» Your assignment
List the countries to which the surgeon in the biography of Holger Scheuermann below made study trips.

» Extract to read
┄┄┄┄┄┄┄┄┄┄

= Holger Scheuermann =

Danish surgeon (1877–1960)

Holger Werfel Scheuermann (12 February 1877 – 3 March 1960) was a Danish surgeon after whom Scheuermann's disease is named.

== Biography ==
Scheuermann was born into a medical family in Hørsholm, a small town between Copenhagen and Øresund. He began his studies in 1895 and graduated in medicine at the University of Copenhagen in 1902. He then spent his hospital service in Copenhagen at the Frederiks Hospital, at Sankt Johannesstiftelsen, as well as Rigshospitalet. At Rigshospitalet he was assistant at the departments of roentgenology and massage. Scheuermann trained in orthopaedic surgery and radiology, becoming a specialist in orthopaedics and radiology in 1918.

From 1910 to 1919 he was 1st assistant surgeon at the Copenhagen Home for the Crippled and then became director of radiology at the military and Sundby Hospitals, and head physician to the navy. He undertook several study travels to Germany, Austria and Sweden, and was chairman of the Danske Røntgenologers Forening from 1920 until 1922, and of Dansk Radiologisk Selskab from 1933 to 1934. He also became a corresponding member of the American Academy of Orthopaedic Surgeons in 1936, the same year he was made a knight of the Order of the Dannebrog (Dannebrog is the name of the Danish flag).

After his retirement in 1947 he continued in private radiological practice for many years. In 1959 he received his doctoral degree, honoris causa, from the University of Copenhagen, nearly 40 years after his original submission.

Scheuermann died in 1960 in Copenhagen.

┄┄┄┄┄┄┄┄┄┄

» Entries provided

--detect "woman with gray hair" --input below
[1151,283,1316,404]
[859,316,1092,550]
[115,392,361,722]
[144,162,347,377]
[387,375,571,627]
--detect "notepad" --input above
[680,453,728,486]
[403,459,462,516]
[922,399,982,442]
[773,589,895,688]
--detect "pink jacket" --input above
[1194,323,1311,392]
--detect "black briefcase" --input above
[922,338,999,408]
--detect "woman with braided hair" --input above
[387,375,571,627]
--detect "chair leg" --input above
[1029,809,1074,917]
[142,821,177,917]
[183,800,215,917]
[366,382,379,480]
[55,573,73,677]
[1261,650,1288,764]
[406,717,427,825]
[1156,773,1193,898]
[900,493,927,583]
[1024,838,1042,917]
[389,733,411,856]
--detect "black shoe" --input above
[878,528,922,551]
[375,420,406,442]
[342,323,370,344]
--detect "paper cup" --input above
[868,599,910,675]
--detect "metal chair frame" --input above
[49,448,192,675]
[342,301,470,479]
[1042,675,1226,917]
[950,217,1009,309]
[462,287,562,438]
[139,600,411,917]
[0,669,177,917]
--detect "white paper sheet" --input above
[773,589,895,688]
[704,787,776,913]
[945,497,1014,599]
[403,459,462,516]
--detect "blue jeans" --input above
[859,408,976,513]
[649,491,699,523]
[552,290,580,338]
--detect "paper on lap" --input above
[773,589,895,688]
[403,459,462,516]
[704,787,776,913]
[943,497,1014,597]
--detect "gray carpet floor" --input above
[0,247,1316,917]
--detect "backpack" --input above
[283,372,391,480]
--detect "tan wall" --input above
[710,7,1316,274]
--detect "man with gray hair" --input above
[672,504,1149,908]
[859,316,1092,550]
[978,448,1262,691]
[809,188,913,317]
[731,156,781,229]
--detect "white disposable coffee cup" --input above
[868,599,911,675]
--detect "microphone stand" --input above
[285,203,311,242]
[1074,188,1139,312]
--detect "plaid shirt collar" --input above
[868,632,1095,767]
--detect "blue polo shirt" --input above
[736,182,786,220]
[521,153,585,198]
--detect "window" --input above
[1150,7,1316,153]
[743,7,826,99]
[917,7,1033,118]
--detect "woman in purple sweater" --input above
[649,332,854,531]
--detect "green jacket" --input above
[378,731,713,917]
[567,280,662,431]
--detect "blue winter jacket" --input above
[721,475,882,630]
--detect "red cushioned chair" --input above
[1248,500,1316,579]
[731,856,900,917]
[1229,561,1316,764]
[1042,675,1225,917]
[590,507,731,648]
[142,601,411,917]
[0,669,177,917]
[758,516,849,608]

┄┄┄┄┄┄┄┄┄┄

» Task response
Germany
Austria
Sweden